Reproduce the items word for word, starting at the first line and ending at the line that contains "[767,529,863,635]", with both included.

---- EXERCISE MATERIALS

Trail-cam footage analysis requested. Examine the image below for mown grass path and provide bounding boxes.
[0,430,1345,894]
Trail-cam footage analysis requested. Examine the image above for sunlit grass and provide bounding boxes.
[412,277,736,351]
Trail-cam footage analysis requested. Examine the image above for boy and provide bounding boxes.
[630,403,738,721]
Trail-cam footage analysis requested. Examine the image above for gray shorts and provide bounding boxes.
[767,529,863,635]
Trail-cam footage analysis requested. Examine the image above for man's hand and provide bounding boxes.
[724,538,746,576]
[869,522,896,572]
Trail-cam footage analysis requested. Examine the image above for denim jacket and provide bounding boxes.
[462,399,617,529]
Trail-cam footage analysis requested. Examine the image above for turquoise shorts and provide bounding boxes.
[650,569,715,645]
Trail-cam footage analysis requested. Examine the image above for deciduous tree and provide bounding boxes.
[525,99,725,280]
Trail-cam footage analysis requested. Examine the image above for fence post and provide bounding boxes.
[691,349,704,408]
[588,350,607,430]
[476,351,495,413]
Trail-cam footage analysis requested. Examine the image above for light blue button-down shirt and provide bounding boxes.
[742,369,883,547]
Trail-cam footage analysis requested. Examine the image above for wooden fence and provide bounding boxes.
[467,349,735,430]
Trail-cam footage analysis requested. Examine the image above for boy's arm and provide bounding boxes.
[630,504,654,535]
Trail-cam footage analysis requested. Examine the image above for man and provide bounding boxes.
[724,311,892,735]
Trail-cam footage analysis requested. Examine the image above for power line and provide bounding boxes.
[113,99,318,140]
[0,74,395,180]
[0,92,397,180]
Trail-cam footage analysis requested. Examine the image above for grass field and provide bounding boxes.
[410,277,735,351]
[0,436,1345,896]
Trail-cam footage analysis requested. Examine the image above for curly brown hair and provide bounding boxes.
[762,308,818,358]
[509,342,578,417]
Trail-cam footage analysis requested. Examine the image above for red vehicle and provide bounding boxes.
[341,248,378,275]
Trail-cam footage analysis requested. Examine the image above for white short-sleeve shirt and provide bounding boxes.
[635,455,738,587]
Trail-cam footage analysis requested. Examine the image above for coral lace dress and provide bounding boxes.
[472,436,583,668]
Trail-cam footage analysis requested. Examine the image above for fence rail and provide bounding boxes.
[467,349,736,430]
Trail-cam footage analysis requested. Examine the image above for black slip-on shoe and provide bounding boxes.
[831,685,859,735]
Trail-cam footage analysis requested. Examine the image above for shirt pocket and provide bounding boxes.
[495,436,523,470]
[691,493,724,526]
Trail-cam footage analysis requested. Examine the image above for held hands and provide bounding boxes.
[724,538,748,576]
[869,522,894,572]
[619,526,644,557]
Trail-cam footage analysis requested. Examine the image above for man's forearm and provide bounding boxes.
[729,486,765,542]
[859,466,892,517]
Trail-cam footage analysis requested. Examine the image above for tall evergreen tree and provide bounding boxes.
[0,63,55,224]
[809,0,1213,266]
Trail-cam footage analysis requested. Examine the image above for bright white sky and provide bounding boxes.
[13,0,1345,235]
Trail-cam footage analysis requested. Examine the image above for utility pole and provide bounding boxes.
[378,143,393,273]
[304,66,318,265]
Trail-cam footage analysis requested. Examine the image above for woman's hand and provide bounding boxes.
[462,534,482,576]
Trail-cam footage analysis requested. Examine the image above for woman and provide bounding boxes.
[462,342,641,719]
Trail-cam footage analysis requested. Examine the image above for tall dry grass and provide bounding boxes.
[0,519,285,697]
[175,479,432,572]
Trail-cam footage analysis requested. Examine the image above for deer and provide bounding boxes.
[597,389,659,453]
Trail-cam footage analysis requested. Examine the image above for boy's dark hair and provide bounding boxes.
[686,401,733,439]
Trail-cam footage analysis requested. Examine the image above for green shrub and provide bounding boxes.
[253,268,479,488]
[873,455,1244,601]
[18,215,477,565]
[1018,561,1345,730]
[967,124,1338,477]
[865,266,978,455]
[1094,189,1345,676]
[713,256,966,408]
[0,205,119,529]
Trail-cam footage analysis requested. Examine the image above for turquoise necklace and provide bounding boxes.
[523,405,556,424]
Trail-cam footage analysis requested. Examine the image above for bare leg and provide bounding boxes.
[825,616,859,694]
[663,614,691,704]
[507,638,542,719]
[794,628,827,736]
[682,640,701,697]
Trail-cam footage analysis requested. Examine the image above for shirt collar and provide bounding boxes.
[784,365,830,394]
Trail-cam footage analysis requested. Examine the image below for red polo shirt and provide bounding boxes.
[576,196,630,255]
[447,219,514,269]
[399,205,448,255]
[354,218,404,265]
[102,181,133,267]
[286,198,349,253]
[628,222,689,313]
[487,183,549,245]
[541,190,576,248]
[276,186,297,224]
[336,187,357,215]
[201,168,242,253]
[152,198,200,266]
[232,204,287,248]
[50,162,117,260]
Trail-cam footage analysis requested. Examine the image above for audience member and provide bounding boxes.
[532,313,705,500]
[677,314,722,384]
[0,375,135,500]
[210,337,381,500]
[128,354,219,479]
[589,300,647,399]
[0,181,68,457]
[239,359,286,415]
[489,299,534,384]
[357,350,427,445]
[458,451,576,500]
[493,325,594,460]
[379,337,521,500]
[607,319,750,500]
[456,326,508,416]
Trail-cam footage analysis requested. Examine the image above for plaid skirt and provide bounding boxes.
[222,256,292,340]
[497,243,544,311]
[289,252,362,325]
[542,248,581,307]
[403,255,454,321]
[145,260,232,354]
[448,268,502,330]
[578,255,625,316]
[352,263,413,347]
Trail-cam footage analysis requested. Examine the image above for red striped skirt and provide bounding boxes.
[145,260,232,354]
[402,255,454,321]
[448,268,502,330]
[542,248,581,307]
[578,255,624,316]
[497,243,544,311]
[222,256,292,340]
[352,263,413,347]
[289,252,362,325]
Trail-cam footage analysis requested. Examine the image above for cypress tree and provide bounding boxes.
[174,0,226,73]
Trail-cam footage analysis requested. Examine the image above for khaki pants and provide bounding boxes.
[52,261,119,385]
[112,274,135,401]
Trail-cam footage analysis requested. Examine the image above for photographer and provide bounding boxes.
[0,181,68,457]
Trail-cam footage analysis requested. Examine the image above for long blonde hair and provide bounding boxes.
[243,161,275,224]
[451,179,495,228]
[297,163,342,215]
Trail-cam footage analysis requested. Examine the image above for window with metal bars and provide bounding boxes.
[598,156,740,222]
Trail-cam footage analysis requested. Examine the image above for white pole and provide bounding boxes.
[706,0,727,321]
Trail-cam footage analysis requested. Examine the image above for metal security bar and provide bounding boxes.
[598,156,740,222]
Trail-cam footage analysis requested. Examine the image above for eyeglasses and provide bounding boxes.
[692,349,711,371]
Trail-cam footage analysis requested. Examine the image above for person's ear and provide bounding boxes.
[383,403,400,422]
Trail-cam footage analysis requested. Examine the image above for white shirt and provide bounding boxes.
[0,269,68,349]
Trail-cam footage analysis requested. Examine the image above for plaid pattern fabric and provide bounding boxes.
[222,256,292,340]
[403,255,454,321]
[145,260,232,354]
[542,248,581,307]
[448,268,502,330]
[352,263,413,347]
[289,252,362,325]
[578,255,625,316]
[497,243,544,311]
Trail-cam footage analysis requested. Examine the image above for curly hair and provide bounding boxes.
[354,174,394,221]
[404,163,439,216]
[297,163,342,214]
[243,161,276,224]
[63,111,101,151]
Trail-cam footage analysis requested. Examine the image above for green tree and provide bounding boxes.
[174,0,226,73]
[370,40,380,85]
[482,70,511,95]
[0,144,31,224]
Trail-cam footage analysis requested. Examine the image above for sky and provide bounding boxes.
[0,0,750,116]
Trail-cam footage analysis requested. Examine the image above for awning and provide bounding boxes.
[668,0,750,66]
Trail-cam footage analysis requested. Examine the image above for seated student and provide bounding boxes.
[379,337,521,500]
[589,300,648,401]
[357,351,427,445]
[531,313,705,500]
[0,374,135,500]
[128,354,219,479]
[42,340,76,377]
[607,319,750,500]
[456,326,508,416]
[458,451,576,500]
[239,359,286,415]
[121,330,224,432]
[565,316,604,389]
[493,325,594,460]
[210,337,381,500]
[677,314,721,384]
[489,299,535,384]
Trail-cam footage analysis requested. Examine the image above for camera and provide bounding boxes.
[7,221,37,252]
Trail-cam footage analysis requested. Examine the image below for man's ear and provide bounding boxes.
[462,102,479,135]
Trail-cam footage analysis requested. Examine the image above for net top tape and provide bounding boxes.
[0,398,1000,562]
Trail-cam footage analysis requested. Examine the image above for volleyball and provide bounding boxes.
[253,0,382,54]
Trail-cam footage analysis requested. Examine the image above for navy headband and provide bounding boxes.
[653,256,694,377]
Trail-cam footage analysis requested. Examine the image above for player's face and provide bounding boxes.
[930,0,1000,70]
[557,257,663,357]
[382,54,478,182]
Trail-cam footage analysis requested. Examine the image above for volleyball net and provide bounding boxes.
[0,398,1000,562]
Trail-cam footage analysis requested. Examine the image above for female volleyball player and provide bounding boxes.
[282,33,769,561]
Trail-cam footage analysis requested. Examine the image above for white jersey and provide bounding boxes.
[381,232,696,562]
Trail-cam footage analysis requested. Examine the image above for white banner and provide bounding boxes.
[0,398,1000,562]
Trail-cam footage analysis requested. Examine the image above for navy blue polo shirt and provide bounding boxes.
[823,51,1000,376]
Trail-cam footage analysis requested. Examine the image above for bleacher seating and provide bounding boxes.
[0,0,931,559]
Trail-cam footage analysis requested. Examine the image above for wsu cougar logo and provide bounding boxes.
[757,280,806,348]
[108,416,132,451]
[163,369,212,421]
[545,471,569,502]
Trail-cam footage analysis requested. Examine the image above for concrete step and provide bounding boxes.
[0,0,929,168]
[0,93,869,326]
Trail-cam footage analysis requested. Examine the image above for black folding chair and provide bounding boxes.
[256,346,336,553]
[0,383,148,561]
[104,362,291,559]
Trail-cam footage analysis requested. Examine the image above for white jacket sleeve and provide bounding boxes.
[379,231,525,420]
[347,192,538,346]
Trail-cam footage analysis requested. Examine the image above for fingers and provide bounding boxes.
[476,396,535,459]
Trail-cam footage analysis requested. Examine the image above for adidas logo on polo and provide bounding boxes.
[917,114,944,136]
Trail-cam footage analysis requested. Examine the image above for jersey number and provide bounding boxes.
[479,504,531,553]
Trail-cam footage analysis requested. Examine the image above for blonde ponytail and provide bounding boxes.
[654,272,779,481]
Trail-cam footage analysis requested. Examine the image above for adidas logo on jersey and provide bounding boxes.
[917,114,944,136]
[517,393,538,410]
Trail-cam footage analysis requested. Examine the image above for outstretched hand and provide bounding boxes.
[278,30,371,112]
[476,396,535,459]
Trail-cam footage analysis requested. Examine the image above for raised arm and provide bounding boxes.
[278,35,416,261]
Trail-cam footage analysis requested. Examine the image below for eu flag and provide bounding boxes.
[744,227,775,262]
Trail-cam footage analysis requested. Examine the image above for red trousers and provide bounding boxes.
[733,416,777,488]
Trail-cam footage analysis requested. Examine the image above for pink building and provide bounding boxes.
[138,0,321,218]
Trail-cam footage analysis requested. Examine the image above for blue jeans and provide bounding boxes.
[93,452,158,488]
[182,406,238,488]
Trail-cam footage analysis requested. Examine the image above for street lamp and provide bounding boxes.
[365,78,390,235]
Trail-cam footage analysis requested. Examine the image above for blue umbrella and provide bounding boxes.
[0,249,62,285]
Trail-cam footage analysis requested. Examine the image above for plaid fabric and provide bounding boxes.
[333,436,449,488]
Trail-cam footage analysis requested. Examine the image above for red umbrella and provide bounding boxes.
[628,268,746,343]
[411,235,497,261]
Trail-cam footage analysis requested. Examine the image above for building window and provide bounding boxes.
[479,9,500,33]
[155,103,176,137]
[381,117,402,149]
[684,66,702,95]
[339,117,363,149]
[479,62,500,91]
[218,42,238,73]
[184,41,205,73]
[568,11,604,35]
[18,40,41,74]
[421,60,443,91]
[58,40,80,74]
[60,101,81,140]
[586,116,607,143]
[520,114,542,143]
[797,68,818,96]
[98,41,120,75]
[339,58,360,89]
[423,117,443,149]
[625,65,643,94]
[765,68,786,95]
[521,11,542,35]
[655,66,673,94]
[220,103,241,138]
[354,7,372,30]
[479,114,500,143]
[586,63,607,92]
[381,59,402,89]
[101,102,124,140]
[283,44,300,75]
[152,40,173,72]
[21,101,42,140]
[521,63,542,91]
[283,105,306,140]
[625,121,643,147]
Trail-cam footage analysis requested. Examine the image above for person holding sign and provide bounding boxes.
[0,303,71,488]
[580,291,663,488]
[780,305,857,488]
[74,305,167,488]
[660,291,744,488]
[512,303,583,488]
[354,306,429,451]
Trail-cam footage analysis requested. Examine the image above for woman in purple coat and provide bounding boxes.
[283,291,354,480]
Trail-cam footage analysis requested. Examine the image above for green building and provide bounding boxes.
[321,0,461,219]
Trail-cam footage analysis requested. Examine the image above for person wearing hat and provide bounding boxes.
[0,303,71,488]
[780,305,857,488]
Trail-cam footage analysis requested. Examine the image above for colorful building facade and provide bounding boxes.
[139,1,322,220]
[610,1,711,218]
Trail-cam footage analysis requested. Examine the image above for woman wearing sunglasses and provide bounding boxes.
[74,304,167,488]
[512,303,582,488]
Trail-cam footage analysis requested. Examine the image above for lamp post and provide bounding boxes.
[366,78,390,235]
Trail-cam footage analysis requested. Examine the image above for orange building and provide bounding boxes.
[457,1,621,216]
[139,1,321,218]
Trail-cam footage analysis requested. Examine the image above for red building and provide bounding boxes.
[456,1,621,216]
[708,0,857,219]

--------

FINAL RESULT:
Trail-cam footage analysis requested. Examine the image below for mown grass path and provide bounding boxes.
[0,430,1345,894]
Trail-cam footage analysis requested. Examine the image above for sunlit grass and provide bounding boxes.
[412,277,736,351]
Trail-cam footage analysis requested. Examine the image above for boy and provide bounding boxes.
[630,403,738,721]
Trail-cam footage analysis requested. Examine the image above for gray shorts and provide bounding boxes.
[767,529,863,635]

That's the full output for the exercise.